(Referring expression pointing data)
════════
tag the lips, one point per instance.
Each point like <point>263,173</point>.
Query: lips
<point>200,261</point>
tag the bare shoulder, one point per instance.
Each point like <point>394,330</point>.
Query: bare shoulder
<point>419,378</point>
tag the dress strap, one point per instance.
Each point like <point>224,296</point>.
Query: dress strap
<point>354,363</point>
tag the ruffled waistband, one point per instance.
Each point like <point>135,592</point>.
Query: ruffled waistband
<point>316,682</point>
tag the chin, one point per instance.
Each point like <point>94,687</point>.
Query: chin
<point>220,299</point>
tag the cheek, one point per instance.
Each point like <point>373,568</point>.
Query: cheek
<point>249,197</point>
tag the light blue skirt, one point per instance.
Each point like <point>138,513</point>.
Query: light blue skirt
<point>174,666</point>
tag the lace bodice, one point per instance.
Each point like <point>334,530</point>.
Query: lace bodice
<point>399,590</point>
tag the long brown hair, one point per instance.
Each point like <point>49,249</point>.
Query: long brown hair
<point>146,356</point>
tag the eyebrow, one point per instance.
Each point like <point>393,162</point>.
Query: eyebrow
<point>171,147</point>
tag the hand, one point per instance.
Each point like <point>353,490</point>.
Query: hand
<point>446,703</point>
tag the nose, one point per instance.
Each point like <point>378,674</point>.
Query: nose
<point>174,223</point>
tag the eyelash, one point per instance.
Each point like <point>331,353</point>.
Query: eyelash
════════
Read the entries and pick out all lines that include the word "eyelash".

**SOLUTION FOR THIS PROBLEM**
tag the eyelash, one point per instance.
Query: eyelash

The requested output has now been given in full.